Shift the coordinates in the part that opens with the line containing "Target: fried potato wedge" and runs through the end of the items by adding 75 to every one in the answers. Write out all of those lines again, requests included.

"""

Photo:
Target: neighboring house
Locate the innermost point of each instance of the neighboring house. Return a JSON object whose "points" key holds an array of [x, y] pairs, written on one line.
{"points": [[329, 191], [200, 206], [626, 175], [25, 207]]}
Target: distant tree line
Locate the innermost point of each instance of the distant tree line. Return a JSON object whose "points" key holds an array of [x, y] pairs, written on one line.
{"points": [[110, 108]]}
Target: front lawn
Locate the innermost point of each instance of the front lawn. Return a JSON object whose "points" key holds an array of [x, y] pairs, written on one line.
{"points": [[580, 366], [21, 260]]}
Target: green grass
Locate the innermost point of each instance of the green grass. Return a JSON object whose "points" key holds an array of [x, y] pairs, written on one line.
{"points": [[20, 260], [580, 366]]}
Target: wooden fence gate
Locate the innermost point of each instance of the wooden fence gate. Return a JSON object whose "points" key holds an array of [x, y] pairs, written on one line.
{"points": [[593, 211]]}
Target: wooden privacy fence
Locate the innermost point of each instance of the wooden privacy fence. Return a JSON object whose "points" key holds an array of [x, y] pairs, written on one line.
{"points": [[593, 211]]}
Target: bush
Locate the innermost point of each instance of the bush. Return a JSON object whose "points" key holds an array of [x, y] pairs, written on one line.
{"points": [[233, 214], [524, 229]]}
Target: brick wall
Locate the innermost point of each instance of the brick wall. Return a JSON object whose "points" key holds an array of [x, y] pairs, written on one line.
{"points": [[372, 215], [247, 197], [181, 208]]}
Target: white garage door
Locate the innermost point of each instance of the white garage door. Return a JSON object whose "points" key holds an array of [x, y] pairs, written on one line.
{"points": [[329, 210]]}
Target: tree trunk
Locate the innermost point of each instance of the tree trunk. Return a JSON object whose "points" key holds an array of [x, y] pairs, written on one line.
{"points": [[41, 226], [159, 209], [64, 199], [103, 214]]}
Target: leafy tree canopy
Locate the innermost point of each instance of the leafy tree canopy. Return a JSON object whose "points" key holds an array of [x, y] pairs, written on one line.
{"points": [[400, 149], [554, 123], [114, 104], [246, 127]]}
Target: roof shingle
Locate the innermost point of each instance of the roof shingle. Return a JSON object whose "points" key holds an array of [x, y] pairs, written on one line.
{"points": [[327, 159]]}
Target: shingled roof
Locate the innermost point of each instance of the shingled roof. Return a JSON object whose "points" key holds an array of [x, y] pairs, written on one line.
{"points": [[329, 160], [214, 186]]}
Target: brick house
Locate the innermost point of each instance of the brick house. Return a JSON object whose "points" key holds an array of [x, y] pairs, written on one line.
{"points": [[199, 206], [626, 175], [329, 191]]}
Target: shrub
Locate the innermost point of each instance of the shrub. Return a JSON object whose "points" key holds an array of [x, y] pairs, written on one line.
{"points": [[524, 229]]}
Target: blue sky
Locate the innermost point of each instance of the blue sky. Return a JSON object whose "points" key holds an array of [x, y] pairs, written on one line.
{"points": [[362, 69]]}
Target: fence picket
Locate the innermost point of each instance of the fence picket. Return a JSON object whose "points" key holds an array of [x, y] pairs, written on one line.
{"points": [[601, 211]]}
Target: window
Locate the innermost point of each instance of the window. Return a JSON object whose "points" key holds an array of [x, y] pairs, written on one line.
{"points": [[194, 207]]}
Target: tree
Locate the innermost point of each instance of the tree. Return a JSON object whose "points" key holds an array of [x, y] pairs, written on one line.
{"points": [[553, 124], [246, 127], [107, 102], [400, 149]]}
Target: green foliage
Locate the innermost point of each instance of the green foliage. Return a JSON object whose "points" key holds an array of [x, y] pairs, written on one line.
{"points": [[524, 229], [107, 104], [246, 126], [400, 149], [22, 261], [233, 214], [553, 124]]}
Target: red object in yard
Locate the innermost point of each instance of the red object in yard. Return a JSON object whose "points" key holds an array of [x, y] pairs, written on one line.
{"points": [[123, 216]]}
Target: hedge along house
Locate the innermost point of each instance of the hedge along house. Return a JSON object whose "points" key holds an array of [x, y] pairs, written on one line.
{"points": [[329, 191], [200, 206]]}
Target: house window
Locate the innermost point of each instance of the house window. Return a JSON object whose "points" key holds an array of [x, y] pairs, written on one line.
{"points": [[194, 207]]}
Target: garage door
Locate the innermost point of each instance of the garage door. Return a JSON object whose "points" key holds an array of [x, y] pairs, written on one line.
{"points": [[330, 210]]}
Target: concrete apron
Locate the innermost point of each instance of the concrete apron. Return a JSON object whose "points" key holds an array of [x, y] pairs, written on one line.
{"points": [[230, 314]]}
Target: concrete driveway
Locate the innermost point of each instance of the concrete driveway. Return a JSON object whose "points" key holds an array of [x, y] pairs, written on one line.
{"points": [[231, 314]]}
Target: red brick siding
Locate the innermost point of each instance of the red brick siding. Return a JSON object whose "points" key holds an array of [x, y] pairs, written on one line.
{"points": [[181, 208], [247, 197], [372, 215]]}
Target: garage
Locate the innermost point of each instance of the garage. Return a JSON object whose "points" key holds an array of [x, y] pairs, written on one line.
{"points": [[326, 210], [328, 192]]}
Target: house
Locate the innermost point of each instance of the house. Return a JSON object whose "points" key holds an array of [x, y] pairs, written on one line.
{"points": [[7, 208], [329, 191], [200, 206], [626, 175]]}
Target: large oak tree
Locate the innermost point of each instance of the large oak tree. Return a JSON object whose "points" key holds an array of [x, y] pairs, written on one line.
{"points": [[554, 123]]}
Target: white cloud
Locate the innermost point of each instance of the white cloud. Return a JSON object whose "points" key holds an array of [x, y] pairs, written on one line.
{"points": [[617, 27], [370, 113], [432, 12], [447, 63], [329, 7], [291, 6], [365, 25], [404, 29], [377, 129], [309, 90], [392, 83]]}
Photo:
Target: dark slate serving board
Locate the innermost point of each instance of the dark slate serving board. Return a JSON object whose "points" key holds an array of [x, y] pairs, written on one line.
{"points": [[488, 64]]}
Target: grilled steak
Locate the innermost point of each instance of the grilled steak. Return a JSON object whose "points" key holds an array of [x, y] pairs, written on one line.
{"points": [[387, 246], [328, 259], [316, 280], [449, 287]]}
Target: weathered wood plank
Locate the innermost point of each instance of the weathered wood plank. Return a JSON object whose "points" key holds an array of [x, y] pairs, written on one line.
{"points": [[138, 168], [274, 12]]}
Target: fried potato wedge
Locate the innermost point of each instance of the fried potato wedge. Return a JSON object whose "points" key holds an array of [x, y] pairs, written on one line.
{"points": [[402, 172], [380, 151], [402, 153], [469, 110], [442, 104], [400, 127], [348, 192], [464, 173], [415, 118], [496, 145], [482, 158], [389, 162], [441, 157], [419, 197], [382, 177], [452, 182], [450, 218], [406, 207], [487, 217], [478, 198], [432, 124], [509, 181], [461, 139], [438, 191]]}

"""

--- Exercise solution ---
Target: fried potato wedge
Locate the innermost point of each instance of the fried potato wedge. Return a JSON object whose "points" key holds an array of [x, y] pairs, written on one line.
{"points": [[477, 247], [455, 226], [477, 228], [544, 185], [517, 179], [475, 202], [423, 267], [539, 248], [490, 193], [571, 220], [557, 233], [464, 237], [516, 232], [494, 272], [457, 252], [527, 257], [525, 293], [481, 282], [562, 292], [553, 273], [507, 199], [584, 256], [536, 214], [513, 266]]}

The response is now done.